> [To do]: Copy the listing below line for line, without the pictures.

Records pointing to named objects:
"""

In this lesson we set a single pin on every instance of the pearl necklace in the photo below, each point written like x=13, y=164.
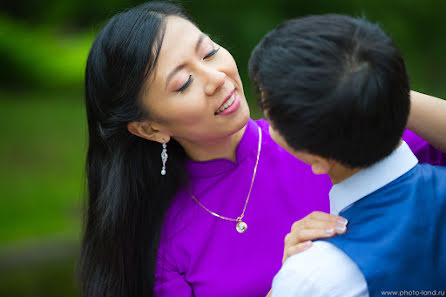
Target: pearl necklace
x=241, y=226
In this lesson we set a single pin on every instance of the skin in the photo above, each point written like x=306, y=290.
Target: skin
x=189, y=116
x=210, y=74
x=428, y=119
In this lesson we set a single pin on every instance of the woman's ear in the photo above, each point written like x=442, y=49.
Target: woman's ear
x=147, y=130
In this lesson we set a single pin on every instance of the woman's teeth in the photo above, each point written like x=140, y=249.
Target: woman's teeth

"""

> [Output below]:
In this lesson we set a single pin on every instance of the pearl necklace in the photo below, each point written like x=13, y=164.
Target: pearl necklace
x=241, y=226
In this lesson we set a single pin on every instance of the skin in the photo above, each point written like x=306, y=290.
Target: skin
x=189, y=116
x=210, y=74
x=428, y=119
In this lesson we set a single pin on every instance of the woman's ear in the photo above, each point written like x=442, y=49.
Target: woman's ear
x=147, y=130
In this lesson we set a single pin on every instance of the woman's teeth in the photo above, each point written like x=140, y=249.
Target: woman's teeth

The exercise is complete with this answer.